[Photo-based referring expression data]

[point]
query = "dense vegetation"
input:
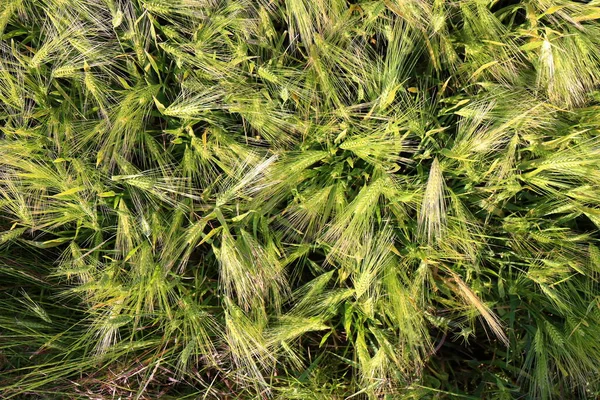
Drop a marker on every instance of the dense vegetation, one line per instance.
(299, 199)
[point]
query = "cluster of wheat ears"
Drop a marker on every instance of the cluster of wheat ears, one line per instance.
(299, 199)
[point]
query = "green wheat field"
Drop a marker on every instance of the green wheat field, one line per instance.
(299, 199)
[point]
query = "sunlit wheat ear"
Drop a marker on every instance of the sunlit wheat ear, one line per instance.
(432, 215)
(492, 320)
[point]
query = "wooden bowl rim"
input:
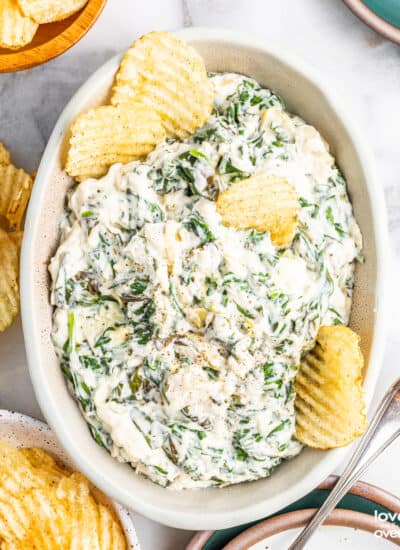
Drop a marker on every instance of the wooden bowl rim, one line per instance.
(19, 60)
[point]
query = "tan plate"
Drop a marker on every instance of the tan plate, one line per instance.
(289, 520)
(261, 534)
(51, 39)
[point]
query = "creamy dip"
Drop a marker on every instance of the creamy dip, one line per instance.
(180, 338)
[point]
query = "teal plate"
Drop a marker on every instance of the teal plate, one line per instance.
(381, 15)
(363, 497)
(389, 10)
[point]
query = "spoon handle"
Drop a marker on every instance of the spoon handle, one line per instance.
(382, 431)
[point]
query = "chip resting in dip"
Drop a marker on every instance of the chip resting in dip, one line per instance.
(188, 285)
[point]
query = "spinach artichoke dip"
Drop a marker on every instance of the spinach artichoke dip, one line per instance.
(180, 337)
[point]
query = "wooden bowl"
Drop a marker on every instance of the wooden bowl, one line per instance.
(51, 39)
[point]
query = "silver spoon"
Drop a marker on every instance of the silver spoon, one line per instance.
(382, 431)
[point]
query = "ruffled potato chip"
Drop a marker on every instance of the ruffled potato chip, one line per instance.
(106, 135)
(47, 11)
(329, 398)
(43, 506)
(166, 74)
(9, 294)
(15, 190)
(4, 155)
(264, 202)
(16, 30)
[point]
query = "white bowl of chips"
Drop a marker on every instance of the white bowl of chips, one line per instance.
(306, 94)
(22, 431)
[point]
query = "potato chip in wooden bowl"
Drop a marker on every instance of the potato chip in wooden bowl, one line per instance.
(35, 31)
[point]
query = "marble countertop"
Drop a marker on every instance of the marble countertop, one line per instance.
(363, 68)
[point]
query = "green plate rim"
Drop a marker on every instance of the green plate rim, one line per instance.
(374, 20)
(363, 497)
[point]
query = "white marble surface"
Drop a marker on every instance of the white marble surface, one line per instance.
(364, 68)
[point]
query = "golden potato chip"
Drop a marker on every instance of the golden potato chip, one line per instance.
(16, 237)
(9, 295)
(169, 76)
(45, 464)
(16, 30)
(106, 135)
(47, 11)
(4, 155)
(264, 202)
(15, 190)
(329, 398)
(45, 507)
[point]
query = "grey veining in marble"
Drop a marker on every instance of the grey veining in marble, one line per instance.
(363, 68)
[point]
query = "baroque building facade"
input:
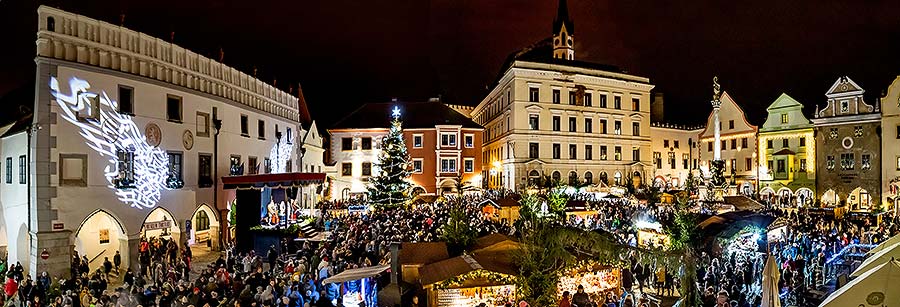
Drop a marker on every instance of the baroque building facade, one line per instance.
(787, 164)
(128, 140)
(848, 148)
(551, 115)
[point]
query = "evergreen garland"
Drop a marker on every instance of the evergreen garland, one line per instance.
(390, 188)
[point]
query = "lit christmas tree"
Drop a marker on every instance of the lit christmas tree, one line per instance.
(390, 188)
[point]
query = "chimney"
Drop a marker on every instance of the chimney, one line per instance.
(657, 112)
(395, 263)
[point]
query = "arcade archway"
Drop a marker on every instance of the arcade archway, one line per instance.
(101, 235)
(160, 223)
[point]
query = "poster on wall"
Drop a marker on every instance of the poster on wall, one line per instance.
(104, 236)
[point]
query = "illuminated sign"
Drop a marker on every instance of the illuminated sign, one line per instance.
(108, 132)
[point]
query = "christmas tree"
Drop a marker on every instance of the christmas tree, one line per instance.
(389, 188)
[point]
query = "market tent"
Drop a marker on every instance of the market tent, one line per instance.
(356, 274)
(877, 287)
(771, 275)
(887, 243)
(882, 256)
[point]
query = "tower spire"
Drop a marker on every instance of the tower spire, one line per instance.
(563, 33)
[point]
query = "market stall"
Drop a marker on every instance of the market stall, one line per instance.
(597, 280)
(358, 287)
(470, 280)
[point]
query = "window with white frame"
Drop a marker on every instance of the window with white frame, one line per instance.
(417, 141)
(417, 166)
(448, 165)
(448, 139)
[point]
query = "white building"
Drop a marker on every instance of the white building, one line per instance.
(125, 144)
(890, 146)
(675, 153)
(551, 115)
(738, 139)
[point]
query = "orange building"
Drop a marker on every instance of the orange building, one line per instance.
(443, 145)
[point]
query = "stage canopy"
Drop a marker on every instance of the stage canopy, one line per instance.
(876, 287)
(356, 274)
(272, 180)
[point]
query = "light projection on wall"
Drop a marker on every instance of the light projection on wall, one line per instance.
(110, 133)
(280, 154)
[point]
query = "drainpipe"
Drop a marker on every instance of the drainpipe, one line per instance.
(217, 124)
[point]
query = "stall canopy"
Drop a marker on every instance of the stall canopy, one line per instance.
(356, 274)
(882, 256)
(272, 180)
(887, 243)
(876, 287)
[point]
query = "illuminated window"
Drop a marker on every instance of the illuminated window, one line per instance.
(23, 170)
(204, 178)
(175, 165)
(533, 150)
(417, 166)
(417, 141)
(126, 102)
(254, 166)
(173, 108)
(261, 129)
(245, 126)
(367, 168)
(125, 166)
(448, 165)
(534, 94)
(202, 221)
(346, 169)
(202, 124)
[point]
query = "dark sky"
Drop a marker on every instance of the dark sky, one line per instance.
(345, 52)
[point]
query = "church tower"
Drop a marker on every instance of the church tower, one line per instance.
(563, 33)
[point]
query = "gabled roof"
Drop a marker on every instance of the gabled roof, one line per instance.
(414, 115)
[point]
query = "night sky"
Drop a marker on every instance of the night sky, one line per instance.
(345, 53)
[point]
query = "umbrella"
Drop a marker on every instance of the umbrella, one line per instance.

# Task prompt
Repeat the data in full, exactly as it stands, but drop every picture.

# Your solution
[point]
query = "dense vegetation"
input:
Drop a marker on every instance of the dense vegetation, one line per instance.
(299, 199)
[point]
query = "cluster of wheat ears"
Drop a marker on every instance of the cluster of wheat ears, one line per instance.
(299, 199)
[point]
query = "green wheat field"
Drop a marker on every instance of the green wheat field, one line per instance.
(299, 199)
[point]
query = "sunlit wheat ear"
Drop a marker on every instance of the sunlit wheat ear, one line per instance.
(432, 215)
(492, 320)
[point]
query = "wooden bowl rim"
input:
Drop a marker on every instance of the wooden bowl rim, one line per instance.
(19, 60)
[point]
query = "tan plate"
Drop a marker on every instance of the tan plate, one line per instance.
(289, 520)
(261, 534)
(51, 39)
[point]
query = "creamy dip"
Drop a marker on every instance of the creamy dip, one line per instance.
(180, 338)
[point]
query = "teal plate"
Drop a marker on every instance of the teal plate, one line per instance.
(381, 15)
(363, 497)
(389, 10)
[point]
query = "spoon handle"
Drop a marker on every instance of the spoon handle, one line per instance.
(382, 431)
[point]
query = "chip resting in dip"
Drop a marker on every instance of the chip resting in dip, one line per instance.
(188, 285)
[point]
query = "spinach artichoke dip"
Drop a marker on every instance of the spinach artichoke dip, one line per instance.
(180, 337)
[point]
query = "wooden bowl"
Drop a marker on every instance of the wooden bowl, one line per instance.
(51, 39)
[point]
query = "silver spoon"
Drop a marker on every instance of the silver spoon, one line per instance.
(382, 431)
[point]
query = "ruffled potato chip"
Drop a marker on every instance of the ruffled potato chip, one line per instance.
(106, 135)
(47, 11)
(329, 398)
(43, 506)
(166, 74)
(9, 294)
(15, 190)
(4, 155)
(264, 202)
(16, 30)
[point]
query = "white bowl of chips"
Drop a marker on every instance of the white bowl of chips, one line per instance.
(306, 94)
(22, 431)
[point]
query = "potato chip in wooden bowl"
Drop a marker on every instance of the potato chip in wooden bowl, one line per instance.
(35, 31)
[point]
query = "marble countertop"
Drop a marker on every instance of the marble countertop, one line per instance.
(363, 68)
[point]
query = "green plate rim"
Drop a marker on every instance of the green plate rim, one line per instance.
(374, 20)
(363, 497)
[point]
query = "white marble surface"
Drop a marker on every instance of the white marble surface, one line per instance.
(364, 68)
[point]
query = "golden potato chip"
Drop a marker on every instance of the golden potato chip, one line per instance.
(16, 237)
(9, 295)
(169, 76)
(45, 464)
(16, 30)
(106, 135)
(47, 11)
(4, 155)
(264, 202)
(15, 190)
(329, 398)
(45, 507)
[point]
query = "grey veining in marble"
Drop a marker on every instance of the grey veining in marble, one line per instance.
(363, 68)
[point]
query = "baroque building facade"
input:
Drop a marker on every instance of the baroque building facade, one line per instance.
(787, 164)
(128, 140)
(848, 148)
(551, 115)
[point]
query = "evergreen garland"
Drop a marker on every instance of the evergreen garland, one line per instance.
(390, 188)
[point]
query = "lit christmas tree"
Drop a marker on every instance of the lit christmas tree, one line per instance.
(390, 188)
[point]
query = "chimney"
Drop a marker on every instance of the chimney, one line per instance.
(657, 112)
(395, 263)
[point]
query = "arcade archway"
Drop a marker on every instance of the arcade archway, one line per instance.
(101, 235)
(160, 223)
[point]
query = "poster on wall"
Drop a marker on every instance of the poster on wall, one line per instance.
(104, 236)
[point]
query = "illuminated sign"
Drop a marker on every instance of the illuminated sign, one line per instance.
(108, 132)
[point]
query = "christmas tree"
Drop a marker on every instance of the christmas tree, one line per instance.
(389, 188)
[point]
query = "market tent"
Drop a marker on every instance of the market tent, one line per instance.
(356, 274)
(877, 287)
(771, 275)
(887, 243)
(882, 256)
[point]
query = "tower spire"
Drop a marker on every instance of the tower spire, one line per instance.
(563, 33)
[point]
query = "market stall"
Drop a marker on every instance of the market stall, one line per instance.
(597, 280)
(358, 287)
(470, 280)
[point]
query = "window with white frame"
Drop a marker on every instance of the window with white frame, one line per instance.
(417, 141)
(417, 166)
(448, 165)
(448, 139)
[point]
query = "white building"
Drop a marker on every instance of the white building, one line per instance.
(125, 144)
(890, 146)
(675, 153)
(551, 115)
(738, 139)
[point]
query = "orange building"
Drop a marker on every instance of the orange building, one line per instance.
(443, 145)
[point]
query = "stage canopy"
Drop a marker on every instance of the stage canopy, one line per instance.
(876, 287)
(356, 274)
(272, 180)
[point]
query = "light projection on wall"
Drop a marker on every instance of the light projection on wall, one line per instance.
(110, 133)
(280, 154)
[point]
query = "drainpipe"
Drop a marker on every instance of the drainpipe, one line per instance.
(217, 124)
[point]
query = "stall canopy"
Drop a marker on every instance of the stall canopy, one line per instance.
(356, 274)
(882, 256)
(272, 180)
(887, 243)
(876, 287)
[point]
query = "illuminated window"
Drop a marker on every instance of the illuminated window, one line per instance.
(23, 170)
(204, 178)
(175, 165)
(533, 150)
(417, 166)
(417, 141)
(126, 102)
(254, 166)
(173, 108)
(261, 129)
(245, 126)
(367, 168)
(125, 166)
(448, 165)
(534, 94)
(202, 221)
(346, 169)
(202, 124)
[point]
query = "dark sky"
Drop a marker on every instance of the dark sky, one line per instance.
(345, 52)
[point]
query = "church tower"
Drop a marker on every instance of the church tower, one line per instance.
(563, 33)
[point]
query = "gabled roof"
Drop a marker on every instance of the gabled roof, one line per instance.
(414, 115)
[point]
query = "night sky"
Drop a marker on every instance of the night sky, one line per instance.
(345, 53)
[point]
query = "umbrella"
Drop a marker on every instance of the umbrella, one line per instance.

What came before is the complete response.